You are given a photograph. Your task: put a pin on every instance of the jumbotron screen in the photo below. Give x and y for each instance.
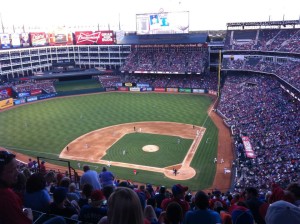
(162, 23)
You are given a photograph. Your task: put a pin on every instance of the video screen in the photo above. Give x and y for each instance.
(162, 23)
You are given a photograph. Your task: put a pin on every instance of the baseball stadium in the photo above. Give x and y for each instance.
(216, 111)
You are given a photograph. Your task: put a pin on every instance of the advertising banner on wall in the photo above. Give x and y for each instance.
(31, 98)
(6, 103)
(198, 91)
(123, 88)
(248, 147)
(15, 40)
(35, 92)
(23, 94)
(185, 90)
(25, 40)
(172, 90)
(162, 23)
(159, 90)
(46, 96)
(20, 101)
(38, 39)
(94, 37)
(5, 40)
(6, 92)
(60, 36)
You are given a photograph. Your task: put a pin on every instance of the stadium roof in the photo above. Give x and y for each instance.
(164, 39)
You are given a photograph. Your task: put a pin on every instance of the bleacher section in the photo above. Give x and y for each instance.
(278, 40)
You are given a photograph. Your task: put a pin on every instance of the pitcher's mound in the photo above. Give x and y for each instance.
(150, 148)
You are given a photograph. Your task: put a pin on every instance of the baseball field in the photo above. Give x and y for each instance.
(115, 129)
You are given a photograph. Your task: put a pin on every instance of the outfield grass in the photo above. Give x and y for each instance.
(76, 85)
(45, 128)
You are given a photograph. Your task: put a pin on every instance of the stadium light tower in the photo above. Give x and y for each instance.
(3, 29)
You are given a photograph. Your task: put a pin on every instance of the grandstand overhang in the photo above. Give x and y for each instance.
(264, 24)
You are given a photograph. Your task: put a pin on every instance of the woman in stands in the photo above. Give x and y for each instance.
(124, 207)
(10, 203)
(37, 196)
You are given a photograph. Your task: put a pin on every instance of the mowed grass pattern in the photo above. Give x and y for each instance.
(46, 127)
(169, 153)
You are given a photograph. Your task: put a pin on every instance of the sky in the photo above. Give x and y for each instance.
(203, 15)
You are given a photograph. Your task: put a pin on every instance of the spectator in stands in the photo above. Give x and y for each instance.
(124, 207)
(294, 189)
(282, 212)
(160, 196)
(241, 214)
(42, 168)
(106, 178)
(253, 203)
(94, 211)
(85, 195)
(90, 177)
(172, 215)
(73, 194)
(178, 196)
(37, 196)
(10, 203)
(30, 163)
(20, 186)
(225, 216)
(150, 215)
(61, 205)
(202, 213)
(152, 202)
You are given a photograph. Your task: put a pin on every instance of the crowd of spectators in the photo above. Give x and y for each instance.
(279, 40)
(167, 60)
(101, 198)
(256, 106)
(289, 70)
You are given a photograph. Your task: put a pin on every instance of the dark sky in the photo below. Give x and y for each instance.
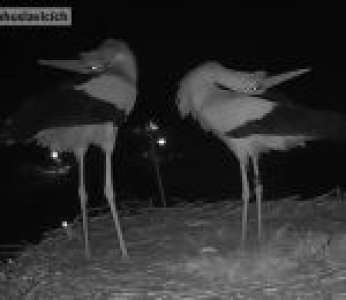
(170, 39)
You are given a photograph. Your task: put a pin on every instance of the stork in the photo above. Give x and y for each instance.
(86, 110)
(235, 107)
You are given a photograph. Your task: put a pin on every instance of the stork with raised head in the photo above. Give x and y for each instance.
(87, 109)
(234, 106)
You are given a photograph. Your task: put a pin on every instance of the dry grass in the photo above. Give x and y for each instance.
(190, 250)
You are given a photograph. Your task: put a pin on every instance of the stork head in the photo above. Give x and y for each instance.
(197, 84)
(111, 55)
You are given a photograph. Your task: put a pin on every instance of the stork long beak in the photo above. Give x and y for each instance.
(66, 65)
(277, 79)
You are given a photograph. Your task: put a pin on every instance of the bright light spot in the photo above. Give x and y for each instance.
(161, 141)
(54, 154)
(153, 126)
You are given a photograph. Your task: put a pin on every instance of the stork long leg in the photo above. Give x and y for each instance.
(109, 193)
(83, 200)
(245, 197)
(258, 193)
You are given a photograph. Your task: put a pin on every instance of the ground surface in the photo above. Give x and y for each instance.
(191, 251)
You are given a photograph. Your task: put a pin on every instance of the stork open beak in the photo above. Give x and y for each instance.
(66, 65)
(277, 79)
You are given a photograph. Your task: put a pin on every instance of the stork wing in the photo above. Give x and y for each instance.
(66, 65)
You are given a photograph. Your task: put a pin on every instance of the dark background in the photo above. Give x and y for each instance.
(169, 40)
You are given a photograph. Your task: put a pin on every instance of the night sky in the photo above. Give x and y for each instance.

■ Exercise goal
Only the lines from the one that contains "the stork in" to the end of the data should be output, exactly as they appear.

■ Answer to this problem
You are given a photograph. Your task: put a pin on every instance of the stork in the photo above. Give x and y for each instance.
(86, 110)
(235, 107)
You are given a photograph. Your task: put a pin on every instance of the stork with raised head in the photo above. Give x and y for each instance.
(87, 109)
(234, 106)
You are given a photograph. Your task: put a pin on every instance of the dry grass in the photo above. Give x and y for each instance.
(190, 250)
You are given a photograph. Your task: put a pin on every instance of the stork head in the photo above. Give x and y for each instance.
(197, 84)
(111, 55)
You are given a photograph. Your task: put a pin on every instance of the stork long beak in the photo above. Give x and y for each instance.
(66, 65)
(277, 79)
You are given a photograph. Your task: put a pin on every instance of the bright light spot in the photo above. Give x and y for each instance.
(161, 141)
(54, 154)
(153, 126)
You are given a photograph. Your task: put a pin on every instance of the stork long leg in the photo above. Give x and y for each instance.
(109, 193)
(83, 200)
(245, 197)
(258, 193)
You are given a photograph. Your task: put a pin on every instance of the ground surface in the photo above. Give x and y for each instance.
(191, 251)
You are given a photograph. Your task: put a pin on every instance of the stork open beak in the photo above. Give x and y for each instance.
(66, 65)
(277, 79)
You are given a photograph. Your task: put a pin on every instance of the stork wing in the photo above. Give x and y for each instance.
(66, 65)
You are given a photograph. Your task: put a pin on every instance of the dark background in the photo above. Give x and y for each instance.
(169, 40)
You are given a photograph. Your task: put a pin on every instance of the night sky in the photo above. Give x and y for each instance.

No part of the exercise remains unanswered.